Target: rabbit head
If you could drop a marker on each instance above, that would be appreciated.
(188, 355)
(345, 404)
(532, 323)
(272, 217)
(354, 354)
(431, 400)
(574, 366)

---

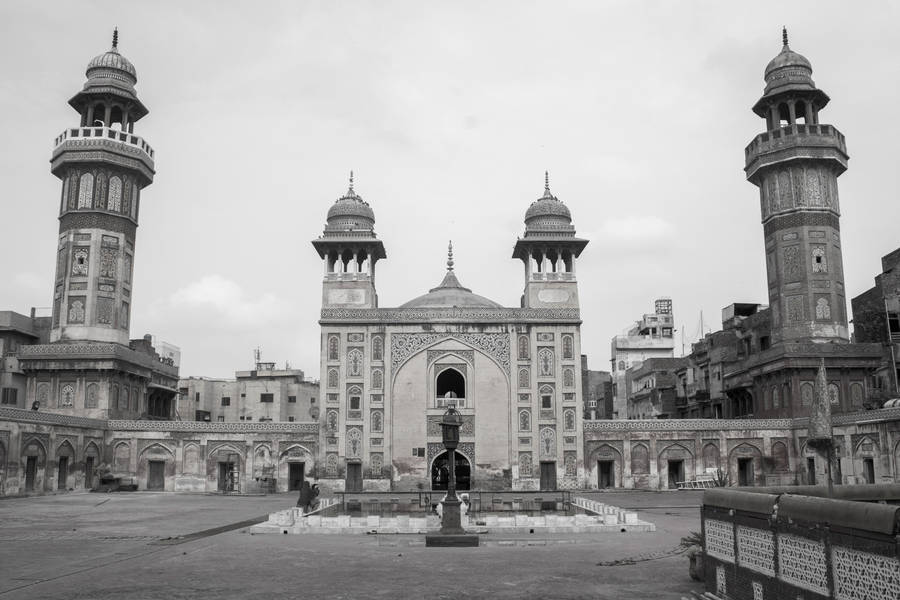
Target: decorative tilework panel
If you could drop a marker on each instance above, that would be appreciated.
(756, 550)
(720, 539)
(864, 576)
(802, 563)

==

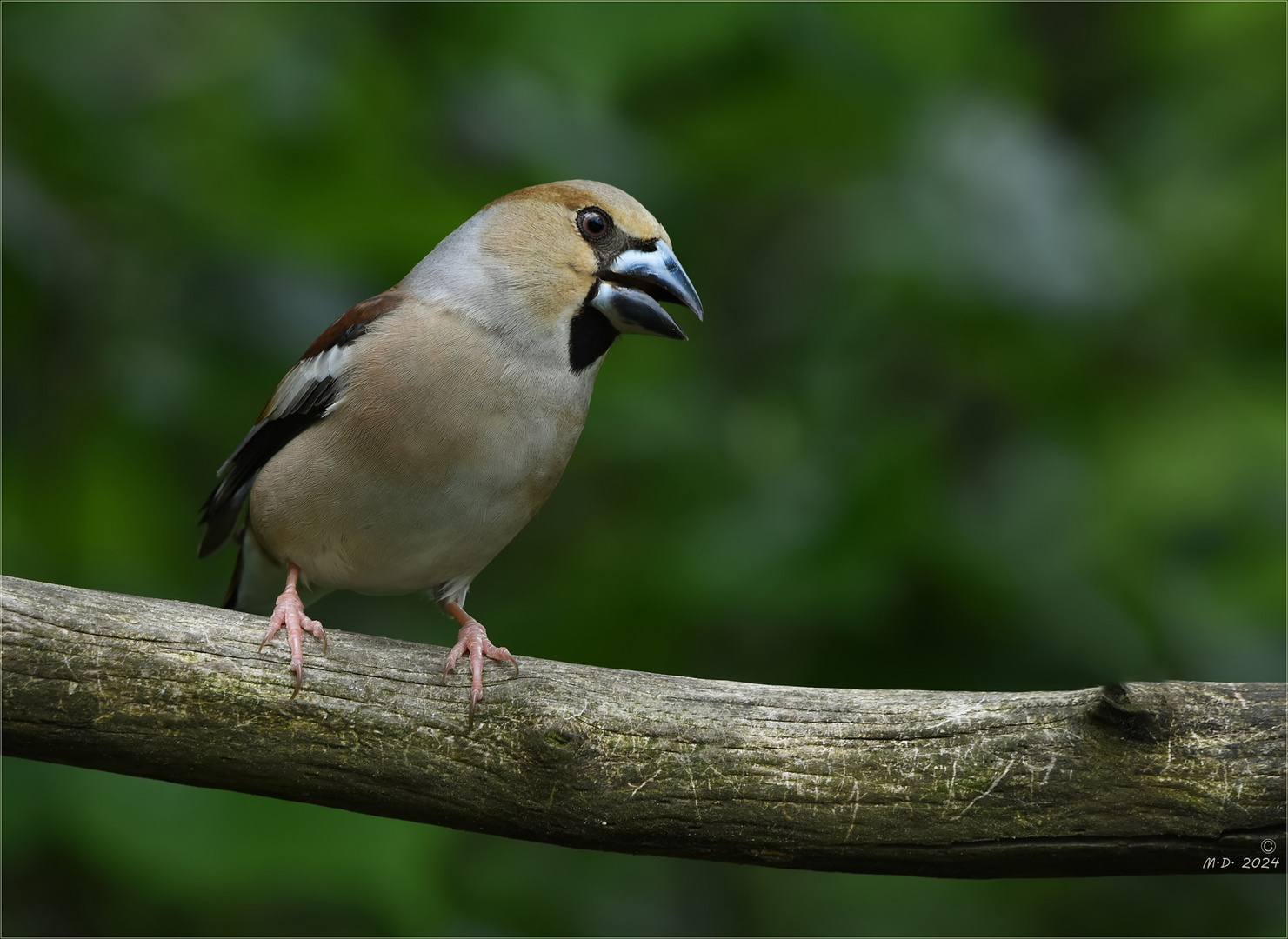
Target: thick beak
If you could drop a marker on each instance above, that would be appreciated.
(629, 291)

WORK INSTRUCTIONS = Can you pull out every line of the material that contains the word "Target"?

OUTPUT OF THE TASK =
Target: rabbit head
Target: decorative tilework panel
Target: thick beak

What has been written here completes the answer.